## Exercise goal:
Please identify each line in the data below that contains the word "head", and copy those lines.
-- BEGIN Given data --
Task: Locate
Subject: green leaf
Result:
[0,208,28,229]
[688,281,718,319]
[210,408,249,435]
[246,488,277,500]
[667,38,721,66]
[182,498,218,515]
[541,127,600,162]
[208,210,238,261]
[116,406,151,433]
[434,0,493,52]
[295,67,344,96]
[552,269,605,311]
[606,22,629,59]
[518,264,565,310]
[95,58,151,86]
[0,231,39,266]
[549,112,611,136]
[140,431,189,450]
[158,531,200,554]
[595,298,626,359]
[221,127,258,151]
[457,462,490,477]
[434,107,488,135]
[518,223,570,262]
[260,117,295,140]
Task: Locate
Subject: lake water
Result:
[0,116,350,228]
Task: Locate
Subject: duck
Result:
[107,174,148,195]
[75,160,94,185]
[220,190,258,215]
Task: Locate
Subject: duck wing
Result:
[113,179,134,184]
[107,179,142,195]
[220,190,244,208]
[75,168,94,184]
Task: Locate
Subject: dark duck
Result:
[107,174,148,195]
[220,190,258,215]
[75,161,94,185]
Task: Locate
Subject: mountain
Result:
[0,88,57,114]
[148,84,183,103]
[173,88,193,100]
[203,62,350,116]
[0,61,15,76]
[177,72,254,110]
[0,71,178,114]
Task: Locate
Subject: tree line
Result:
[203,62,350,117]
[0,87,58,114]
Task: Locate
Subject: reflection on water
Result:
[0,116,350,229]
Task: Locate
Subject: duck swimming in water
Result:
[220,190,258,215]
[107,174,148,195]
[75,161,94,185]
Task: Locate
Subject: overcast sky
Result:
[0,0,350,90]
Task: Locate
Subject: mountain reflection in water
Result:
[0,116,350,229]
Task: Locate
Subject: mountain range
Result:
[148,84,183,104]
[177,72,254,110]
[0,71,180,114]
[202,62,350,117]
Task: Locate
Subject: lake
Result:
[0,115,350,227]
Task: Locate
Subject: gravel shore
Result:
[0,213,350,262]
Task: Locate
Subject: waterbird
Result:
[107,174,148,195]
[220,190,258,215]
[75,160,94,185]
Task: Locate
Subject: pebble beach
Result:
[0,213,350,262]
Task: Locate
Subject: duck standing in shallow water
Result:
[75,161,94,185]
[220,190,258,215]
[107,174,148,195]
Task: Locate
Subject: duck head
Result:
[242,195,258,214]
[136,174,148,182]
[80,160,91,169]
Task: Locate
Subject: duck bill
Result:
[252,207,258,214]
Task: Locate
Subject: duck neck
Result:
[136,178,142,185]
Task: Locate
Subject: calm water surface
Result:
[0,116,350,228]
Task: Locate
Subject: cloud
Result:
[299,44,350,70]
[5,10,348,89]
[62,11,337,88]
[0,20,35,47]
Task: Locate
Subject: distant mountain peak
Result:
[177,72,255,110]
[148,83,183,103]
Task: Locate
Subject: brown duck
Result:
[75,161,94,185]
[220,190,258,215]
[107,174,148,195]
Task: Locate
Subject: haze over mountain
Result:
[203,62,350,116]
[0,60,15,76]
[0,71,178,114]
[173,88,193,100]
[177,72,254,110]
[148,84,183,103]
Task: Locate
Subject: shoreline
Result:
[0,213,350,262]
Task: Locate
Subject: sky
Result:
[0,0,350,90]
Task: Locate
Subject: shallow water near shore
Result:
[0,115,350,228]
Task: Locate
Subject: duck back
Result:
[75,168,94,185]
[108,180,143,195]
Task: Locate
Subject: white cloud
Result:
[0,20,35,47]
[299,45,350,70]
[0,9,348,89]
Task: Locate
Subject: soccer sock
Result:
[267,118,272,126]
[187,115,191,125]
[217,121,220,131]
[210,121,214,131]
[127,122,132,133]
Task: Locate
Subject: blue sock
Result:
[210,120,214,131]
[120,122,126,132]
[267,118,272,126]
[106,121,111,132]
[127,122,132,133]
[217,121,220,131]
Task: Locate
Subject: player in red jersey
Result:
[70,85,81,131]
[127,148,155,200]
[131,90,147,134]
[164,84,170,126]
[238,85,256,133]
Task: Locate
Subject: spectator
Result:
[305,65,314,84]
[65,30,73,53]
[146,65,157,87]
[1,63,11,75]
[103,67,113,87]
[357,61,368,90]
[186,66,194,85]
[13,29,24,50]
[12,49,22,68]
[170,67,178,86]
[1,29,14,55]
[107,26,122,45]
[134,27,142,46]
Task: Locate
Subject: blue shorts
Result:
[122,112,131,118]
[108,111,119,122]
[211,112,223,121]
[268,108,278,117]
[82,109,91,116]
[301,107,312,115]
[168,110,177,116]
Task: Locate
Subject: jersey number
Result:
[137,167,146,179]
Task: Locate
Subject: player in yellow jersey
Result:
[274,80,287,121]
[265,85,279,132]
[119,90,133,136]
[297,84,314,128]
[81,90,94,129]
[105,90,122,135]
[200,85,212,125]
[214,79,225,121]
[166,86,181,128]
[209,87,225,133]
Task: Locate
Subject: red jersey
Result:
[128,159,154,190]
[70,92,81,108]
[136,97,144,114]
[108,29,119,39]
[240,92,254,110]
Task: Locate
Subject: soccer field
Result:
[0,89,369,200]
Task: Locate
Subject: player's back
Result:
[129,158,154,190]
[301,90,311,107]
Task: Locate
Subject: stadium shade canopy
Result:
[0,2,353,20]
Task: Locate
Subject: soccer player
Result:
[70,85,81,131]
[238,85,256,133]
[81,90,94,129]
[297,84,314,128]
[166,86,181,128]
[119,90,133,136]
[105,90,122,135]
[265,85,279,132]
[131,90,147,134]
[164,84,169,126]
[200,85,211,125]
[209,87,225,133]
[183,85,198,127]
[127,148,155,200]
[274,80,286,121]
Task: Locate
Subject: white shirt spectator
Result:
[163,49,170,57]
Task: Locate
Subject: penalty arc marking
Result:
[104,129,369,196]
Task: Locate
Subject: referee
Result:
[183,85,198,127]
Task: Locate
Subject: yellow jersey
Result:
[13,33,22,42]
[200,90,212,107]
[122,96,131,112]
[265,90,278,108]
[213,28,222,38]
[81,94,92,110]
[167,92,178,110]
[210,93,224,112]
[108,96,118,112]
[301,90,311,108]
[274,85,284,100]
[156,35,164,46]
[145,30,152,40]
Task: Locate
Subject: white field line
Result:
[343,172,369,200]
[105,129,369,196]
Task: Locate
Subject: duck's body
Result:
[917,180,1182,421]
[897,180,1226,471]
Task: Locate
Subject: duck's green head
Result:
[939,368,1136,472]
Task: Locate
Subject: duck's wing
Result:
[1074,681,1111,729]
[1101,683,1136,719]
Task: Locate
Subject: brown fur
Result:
-- END Given data --
## Solution to the problem:
Subject: duck head
Subject: duck's green head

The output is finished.